## [Task input]
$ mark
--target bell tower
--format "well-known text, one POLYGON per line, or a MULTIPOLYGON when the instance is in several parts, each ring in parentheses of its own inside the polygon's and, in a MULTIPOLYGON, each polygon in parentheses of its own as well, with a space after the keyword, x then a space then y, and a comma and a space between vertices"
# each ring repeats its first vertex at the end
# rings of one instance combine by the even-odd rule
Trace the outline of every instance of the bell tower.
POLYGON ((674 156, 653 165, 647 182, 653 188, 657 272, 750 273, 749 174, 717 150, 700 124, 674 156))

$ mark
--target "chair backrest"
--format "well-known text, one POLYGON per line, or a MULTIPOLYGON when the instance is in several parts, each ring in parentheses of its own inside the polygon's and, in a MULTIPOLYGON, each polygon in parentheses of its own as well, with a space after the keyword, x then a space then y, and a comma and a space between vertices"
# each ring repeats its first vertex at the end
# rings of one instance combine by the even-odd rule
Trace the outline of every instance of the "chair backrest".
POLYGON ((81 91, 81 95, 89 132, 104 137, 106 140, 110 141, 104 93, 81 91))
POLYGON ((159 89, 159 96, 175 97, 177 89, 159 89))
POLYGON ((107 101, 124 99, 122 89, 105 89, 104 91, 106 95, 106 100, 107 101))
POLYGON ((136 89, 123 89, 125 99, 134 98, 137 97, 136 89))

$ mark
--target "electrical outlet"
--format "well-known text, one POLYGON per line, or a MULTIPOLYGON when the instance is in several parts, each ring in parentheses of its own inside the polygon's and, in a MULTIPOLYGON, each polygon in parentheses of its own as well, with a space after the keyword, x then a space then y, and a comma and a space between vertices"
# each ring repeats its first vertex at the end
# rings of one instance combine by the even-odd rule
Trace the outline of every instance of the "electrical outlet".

## [Task details]
Copy all of the data above line for line, changing nothing.

## [Finished answer]
$ mark
--target bell tower
--format "well-known text, one POLYGON per line, or a MULTIPOLYGON when the instance is in several parts, each ring in parentheses of its own inside the polygon's and, in a MULTIPOLYGON, each polygon in parentheses of its own as well, with a space after the keyword, x then a space then y, and a comma and a space between vertices"
# each ring repeats its first vertex at the end
# rings of one instance combine by the even-odd rule
Trace the outline of every instance of the bell tower.
POLYGON ((674 156, 653 165, 647 182, 653 188, 657 272, 750 273, 749 174, 717 150, 700 124, 674 156))

$ mark
--target "chair backrest"
--format "well-known text, one POLYGON per line, or a MULTIPOLYGON when the instance is in several parts, each ring in parentheses of its own inside the polygon's and, in a MULTIPOLYGON, each polygon in parentheses of its own as well, with a space after the keyword, x then a space then y, and a comma and a space between vertices"
# each ring repeats its first vertex at the end
# rings of one instance combine by the even-odd rule
Trace the outline of every instance of the "chair backrest".
POLYGON ((81 91, 81 95, 89 132, 104 137, 106 140, 110 141, 104 93, 81 91))
POLYGON ((159 89, 159 96, 175 97, 177 89, 159 89))
POLYGON ((107 101, 124 99, 122 89, 105 89, 104 91, 106 95, 106 100, 107 101))
POLYGON ((136 89, 123 89, 125 99, 134 98, 137 97, 136 89))

$ mark
--target "electrical outlet"
--format "well-known text, one POLYGON per line, or a MULTIPOLYGON when the instance is in several parts, each ring in parentheses of its own inside the polygon's and, in a MULTIPOLYGON, each polygon in parentheses of its own as well, with a space after the keyword, x then a space then y, and a comma and a space between vertices"
# each ring repeats its first vertex at the end
# rings of one instance combine by the even-odd rule
Trace the outline of every instance of the "electrical outlet".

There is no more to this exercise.